* Work to do *
In the summary of the "A Happy Death" chapter below, how long before her father's death did Bechdel's mother ask him for a divorce?

* Excerpt provided *
>>

Fun Home

Fun Home Summary and Analysis of "A Happy Death"

Summary:

This chapter begins with a drawing of a newspaper headline, which Bechdel uses to reveal that her father died after being hit by a truck. Bechdel believes that he committed suicide. Although there is no definitive proof, Bechdel points to several pieces of circumstantial evidence that support her conclusion. Then, she admits that she might just have convinced herself that her father's death was intentional because it is less painful for her that way. Bechdel reveals that her mother had asked her father for a divorce two weeks before he died.

Bechdel marvels at the fact that her father spent his whole life in a relatively limited geographical area. She cannot understand why her cultured parents, especially her mother (who studied acting in New York City), would have chosen to remain in a small Pennsylvania town for their entire lives. Both Bruce and Helen Bechdel encouraged Alison and her brothers to leave once they were grown.

The narrative flashes back to when young Bruce Bechdel was stationed in Europe. Helen (Alison's mother) flies there to marry him. They live in West Germany until Bruce's father (Alison's paternal grandfather) has a heart attack. Bechdel's parents, who are expecting their first child, return to Pennsylvania to take over the family funeral home business. Helen gives birth to Alison and then Christian one year later, and Bruce begins teaching English at the local high school. Soon thereafter, Alison's youngest brother, John, is born.

Young Alison sees a connection between her own family and the Addams family, whom she reads about in cartoons. Having a family funeral home business casts a pervasive aura of gloom over Alison's existence; she also compares her appearance to Wednesday Addams's. However, Alison explains, spending time in the "Fun Home" also helps the Bechdel children develop an insensitivity to death. Although it is sometimes creepy to be there at night, the Bechdel kids often sleep over with their paternal grandmother, who lives in front of the funeral home building. Their grandmother likes to tell Alison, Christian, and Jobhn a bedtime story about how when Bruce was a little boy, he got caught in the mud on the family farm. Mort Dehaas, the mailman, found him and had to yank him free. Once he finally came home, Bruce's mother put him in the "oven," or an old-fashioned cook-stove, to warm him up again (42).

<<

* Listed records *
>>

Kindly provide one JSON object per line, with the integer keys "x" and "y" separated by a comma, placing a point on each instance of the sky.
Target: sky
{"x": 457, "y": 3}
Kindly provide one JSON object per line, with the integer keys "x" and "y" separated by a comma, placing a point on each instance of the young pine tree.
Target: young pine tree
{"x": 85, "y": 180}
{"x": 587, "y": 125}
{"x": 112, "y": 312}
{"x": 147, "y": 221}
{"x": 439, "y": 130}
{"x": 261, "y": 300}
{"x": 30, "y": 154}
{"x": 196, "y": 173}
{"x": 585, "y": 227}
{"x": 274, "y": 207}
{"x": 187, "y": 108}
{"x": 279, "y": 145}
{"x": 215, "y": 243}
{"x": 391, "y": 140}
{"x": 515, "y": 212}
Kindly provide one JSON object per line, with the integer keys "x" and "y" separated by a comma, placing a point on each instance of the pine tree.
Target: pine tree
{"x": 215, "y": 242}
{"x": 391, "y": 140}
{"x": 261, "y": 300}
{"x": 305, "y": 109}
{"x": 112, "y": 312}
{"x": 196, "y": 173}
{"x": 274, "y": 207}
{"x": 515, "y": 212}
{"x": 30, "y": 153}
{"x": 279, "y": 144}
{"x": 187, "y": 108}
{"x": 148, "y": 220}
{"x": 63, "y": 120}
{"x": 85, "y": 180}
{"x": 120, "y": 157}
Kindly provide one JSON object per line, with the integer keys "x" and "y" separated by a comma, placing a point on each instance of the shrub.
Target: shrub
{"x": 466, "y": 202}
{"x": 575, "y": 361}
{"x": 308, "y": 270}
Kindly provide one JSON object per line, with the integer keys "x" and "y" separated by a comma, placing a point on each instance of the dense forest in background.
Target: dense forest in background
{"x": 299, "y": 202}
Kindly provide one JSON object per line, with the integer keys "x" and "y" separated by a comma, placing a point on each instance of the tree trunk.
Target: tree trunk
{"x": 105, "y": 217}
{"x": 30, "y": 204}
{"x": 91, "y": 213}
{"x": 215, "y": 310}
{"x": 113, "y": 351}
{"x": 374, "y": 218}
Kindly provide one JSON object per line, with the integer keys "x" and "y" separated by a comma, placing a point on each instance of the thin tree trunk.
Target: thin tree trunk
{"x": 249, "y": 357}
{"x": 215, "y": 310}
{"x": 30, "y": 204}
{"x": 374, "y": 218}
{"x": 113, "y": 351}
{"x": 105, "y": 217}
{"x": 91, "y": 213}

<<

* Solution to the problem *
Two weeks before he died.